**EXERCISE PROMPT**
The expected output is a copy of every line in the records with the string "exactly".

[[ DATA LISTING, beginning ]]

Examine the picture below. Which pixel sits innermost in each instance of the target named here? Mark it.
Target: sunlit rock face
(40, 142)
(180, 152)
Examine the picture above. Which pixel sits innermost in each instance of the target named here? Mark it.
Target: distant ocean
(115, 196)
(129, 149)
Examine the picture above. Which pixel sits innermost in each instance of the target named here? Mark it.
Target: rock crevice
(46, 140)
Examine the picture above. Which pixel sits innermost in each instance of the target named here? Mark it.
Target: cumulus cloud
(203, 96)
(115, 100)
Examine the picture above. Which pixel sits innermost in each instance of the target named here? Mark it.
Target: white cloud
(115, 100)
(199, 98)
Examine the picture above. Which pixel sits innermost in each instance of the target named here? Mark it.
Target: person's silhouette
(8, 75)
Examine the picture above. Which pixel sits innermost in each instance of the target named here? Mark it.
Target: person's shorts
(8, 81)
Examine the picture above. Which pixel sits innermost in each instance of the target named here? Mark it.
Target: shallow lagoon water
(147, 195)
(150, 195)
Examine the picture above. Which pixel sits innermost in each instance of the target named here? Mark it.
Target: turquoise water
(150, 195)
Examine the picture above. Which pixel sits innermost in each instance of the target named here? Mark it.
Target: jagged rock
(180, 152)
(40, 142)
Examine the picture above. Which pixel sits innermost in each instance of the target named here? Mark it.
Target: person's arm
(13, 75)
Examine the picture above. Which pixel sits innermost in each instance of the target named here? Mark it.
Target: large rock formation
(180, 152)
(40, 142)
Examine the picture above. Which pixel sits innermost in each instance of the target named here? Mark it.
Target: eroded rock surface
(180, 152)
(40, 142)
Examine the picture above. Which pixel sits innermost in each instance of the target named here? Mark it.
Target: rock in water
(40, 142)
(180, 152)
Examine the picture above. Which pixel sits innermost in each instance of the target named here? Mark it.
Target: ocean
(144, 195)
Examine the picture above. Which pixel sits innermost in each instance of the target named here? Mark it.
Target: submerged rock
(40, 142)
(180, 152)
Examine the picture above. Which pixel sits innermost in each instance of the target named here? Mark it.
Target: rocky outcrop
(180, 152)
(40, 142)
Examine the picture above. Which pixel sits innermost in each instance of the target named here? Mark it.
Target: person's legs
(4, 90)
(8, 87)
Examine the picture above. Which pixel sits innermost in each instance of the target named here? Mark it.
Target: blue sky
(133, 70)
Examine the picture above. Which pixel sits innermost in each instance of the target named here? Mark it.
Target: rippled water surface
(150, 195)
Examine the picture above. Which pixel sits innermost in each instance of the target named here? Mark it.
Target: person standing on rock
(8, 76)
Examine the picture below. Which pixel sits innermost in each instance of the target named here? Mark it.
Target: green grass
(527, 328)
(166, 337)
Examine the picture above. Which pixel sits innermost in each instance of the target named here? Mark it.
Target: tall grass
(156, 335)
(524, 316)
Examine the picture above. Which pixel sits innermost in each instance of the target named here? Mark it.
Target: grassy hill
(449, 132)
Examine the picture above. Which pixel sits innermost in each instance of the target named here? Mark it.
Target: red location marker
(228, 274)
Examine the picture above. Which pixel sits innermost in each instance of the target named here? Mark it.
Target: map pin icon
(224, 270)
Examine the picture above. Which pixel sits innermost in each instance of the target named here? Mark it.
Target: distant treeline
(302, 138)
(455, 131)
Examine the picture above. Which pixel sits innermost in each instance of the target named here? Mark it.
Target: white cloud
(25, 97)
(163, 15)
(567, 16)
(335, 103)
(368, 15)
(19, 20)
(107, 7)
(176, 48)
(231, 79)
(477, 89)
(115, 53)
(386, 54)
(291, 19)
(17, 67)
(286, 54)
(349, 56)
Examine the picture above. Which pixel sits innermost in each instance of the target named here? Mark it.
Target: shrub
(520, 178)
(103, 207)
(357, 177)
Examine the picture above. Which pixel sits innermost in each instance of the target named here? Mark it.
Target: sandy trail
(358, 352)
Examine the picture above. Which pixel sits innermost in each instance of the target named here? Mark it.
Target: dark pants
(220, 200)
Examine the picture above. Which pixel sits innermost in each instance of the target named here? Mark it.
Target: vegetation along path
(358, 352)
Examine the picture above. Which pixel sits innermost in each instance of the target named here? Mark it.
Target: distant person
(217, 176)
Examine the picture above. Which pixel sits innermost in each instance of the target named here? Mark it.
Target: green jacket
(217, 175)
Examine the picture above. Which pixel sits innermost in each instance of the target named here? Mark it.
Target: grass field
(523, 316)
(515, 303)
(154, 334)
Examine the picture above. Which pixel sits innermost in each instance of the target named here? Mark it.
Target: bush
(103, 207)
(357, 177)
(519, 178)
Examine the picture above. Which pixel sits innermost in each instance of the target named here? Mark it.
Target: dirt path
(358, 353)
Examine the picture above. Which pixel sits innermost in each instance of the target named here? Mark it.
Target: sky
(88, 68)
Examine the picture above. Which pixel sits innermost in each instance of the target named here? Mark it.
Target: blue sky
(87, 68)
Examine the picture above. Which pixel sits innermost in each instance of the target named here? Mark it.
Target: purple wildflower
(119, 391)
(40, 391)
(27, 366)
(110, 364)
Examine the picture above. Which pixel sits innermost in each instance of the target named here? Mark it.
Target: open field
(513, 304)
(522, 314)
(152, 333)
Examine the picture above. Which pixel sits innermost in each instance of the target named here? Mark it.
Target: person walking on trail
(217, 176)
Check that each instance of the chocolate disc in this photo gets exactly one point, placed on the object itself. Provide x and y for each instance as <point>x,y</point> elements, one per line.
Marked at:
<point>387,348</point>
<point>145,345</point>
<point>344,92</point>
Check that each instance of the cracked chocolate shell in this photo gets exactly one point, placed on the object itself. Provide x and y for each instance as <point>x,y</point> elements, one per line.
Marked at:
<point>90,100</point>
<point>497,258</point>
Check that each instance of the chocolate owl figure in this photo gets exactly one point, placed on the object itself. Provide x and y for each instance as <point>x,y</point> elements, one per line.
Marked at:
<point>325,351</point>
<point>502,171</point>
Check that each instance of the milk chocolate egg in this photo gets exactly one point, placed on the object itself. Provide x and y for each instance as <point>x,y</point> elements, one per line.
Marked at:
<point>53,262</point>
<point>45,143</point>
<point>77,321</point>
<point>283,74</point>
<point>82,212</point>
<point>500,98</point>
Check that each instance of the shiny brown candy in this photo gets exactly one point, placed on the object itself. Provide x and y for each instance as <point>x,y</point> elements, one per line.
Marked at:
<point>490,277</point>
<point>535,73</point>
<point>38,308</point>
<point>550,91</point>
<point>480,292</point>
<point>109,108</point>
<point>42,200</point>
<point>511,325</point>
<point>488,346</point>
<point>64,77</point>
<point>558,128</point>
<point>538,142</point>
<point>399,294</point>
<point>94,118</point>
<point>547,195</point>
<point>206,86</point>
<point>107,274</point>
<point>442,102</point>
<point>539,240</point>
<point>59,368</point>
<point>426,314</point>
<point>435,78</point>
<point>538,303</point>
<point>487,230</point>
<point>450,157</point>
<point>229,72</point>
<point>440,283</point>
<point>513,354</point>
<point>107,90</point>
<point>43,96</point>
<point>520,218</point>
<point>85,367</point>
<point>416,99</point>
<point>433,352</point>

[[ DATA LISTING, end ]]

**REPLY**
Check that each instance of the chocolate disc in this photo gets exactly one point, placed on the object itself. Provide x and y for each instance as <point>x,y</point> elements, one per line.
Check that each instance of the cracked chocolate shell in this photo gets exactly one point, placed on the object itself. Provide x and y for each instance as <point>x,y</point> elements, one per line.
Check that each instance of the chocolate owl figure in this photo gets exactly one point, placed on the object itself. Provide x and y for each instance as <point>x,y</point> elements, one per line.
Check that each instance of the milk chocolate egg in this photo gets exactly one point, placed on the object itself. Provide x and y for each instance as <point>x,y</point> elements, one per line.
Check that each instance of the shiny brown candy in this photo gets exactly one point, placed on the object itself. Provide x and y for each instance as <point>x,y</point> elements, one per line.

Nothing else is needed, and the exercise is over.